Exercise aim:
Retype the whole listing below, character for character.

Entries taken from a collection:
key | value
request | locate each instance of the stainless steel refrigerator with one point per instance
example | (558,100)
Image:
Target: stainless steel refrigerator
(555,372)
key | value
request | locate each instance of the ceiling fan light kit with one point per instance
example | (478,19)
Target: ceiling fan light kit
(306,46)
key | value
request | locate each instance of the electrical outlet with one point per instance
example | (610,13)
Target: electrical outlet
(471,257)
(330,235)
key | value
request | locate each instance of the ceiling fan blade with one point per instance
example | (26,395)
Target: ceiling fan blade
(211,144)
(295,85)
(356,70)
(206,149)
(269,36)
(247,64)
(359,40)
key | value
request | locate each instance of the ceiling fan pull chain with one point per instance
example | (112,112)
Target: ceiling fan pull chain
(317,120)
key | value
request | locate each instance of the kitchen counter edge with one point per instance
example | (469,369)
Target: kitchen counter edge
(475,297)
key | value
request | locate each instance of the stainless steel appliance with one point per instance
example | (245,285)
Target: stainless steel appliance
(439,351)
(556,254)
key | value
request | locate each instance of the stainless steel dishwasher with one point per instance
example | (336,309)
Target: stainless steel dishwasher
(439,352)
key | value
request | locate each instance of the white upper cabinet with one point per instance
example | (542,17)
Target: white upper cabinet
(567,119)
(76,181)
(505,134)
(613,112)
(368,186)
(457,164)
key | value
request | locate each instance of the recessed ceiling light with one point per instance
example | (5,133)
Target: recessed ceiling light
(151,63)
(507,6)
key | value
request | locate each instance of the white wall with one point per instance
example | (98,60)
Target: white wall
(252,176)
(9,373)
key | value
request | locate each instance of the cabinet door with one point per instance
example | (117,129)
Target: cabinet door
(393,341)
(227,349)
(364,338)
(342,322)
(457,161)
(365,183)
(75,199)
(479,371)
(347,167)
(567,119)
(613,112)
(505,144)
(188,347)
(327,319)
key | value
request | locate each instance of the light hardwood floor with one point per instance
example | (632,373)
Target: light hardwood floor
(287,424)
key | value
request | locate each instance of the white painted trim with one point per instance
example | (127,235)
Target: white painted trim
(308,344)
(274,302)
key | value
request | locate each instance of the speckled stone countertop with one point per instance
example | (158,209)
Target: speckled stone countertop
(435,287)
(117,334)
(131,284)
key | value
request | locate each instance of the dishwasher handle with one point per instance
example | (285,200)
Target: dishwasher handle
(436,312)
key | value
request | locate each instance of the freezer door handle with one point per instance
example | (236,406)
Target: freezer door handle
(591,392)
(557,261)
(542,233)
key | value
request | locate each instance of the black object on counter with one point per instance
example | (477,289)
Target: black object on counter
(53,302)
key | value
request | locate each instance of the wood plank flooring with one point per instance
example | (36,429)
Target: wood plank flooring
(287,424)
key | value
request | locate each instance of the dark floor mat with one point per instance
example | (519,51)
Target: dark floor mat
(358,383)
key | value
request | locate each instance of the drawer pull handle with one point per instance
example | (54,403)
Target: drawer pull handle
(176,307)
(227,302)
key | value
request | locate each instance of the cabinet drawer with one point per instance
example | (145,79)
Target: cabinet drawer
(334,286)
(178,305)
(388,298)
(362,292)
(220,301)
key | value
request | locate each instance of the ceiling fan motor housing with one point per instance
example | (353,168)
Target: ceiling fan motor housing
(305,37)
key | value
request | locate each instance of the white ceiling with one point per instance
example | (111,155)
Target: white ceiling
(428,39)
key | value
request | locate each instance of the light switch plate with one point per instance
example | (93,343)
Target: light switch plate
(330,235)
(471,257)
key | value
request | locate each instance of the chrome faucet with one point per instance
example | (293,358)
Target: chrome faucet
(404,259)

Answer for the task:
key | value
request | locate each instance of the stainless steel refrigerator with one point per instance
example | (558,100)
Image:
Target: stainless steel refrigerator
(555,372)
key | value
request | locate each instance of the ceiling fan light kit with one point per instance
example | (478,19)
Target: ceiling fan light kit
(306,46)
key | value
request | locate each instance of the electrical outlet with one point per instance
example | (610,13)
Target: electrical outlet
(471,257)
(330,235)
key | value
request | locate each instance of the ceiling fan blade with one point per instance
example | (26,395)
Target: ceiling fan blade
(211,144)
(295,85)
(356,70)
(206,149)
(269,36)
(247,64)
(359,40)
key | value
request | locate each instance of the ceiling fan pull chain with one point per instance
example | (112,112)
Target: ceiling fan pull chain
(317,120)
key | value
request | locate each instance of the kitchen counter edge with one point per instance
example | (469,369)
Target: kitchen counter edge
(475,297)
key | value
request | locate each instance of the stainless steel appliance with one point per instance
example | (245,285)
Target: stainless steel appliance
(439,351)
(556,254)
key | value
request | locate each instance of the stainless steel dishwasher with one point per instance
example | (336,309)
Target: stainless steel dishwasher
(439,352)
key | value
request | locate each instance of the white upper cabinet with one point per instance
example | (542,17)
Target: white upper cabinet
(567,119)
(76,181)
(505,134)
(613,112)
(368,186)
(457,164)
key | value
request | locate each instance of the recessed ceiling light with one point per instance
example | (5,133)
Target: recessed ceiling light
(151,63)
(507,6)
key | value
request | locate each instance of the white wall with one point per instance
example | (98,60)
Target: white wall
(252,176)
(9,373)
key | value
request | locate each instance of the cabinet door with one point per instance
example | (117,129)
Target: cabinet door
(393,341)
(227,349)
(364,338)
(342,322)
(457,161)
(365,183)
(75,199)
(479,371)
(347,167)
(567,119)
(613,112)
(505,144)
(188,347)
(327,319)
key | value
request | locate each instance of the light hardwood floor with one point per instance
example | (632,373)
Target: light hardwood floor
(287,424)
key | value
request | locate each instance of the white painted trim with one point per instance
example | (127,235)
Target: white painted trim
(308,344)
(274,302)
key | value
request | locate each instance of the speckled stone countertop with one point per instance
example | (158,209)
Target: speckled stone countertop
(435,287)
(117,334)
(131,284)
key | value
request | locate each instance of the dishwasher handle with one point per instance
example | (285,200)
Target: dishwasher handle
(436,312)
key | value
request | locate each instance of the freezer door handle with one point per instance
example | (236,406)
Target: freezer door handle
(591,392)
(557,261)
(542,233)
key | value
request | locate each instance of the black object on counter with one point per instance
example | (477,289)
Target: black object on counter
(53,302)
key | value
request | locate each instance of the wood plank flooring with one point per instance
example | (36,429)
Target: wood plank flooring
(287,424)
key | value
request | locate each instance of the dark floor mat with one point per instance
example | (519,51)
Target: dark floor mat
(358,383)
key | value
request | locate each instance of the drawer pull handle with one point per instance
example | (54,403)
Target: drawer pull handle
(176,307)
(227,302)
key | value
request | locate each instance of the cabinet drawer with one point per instance
example | (145,79)
Target: cabinet drawer
(334,286)
(178,305)
(388,298)
(362,292)
(220,301)
key | value
request | locate each instance of the ceiling fan motor housing with one point per instance
example | (353,168)
Target: ceiling fan motor housing
(305,37)
key | value
request | locate each instance of the white ceiling with one point per instance
example | (111,155)
Target: white ceiling
(428,39)
key | value
request | locate each instance of the light switch plate with one point per instance
example | (93,343)
Target: light switch plate
(330,235)
(471,257)
key | value
request | locate each instance of the chrome faucet with one point per instance
example | (293,358)
Target: chrome faucet
(404,259)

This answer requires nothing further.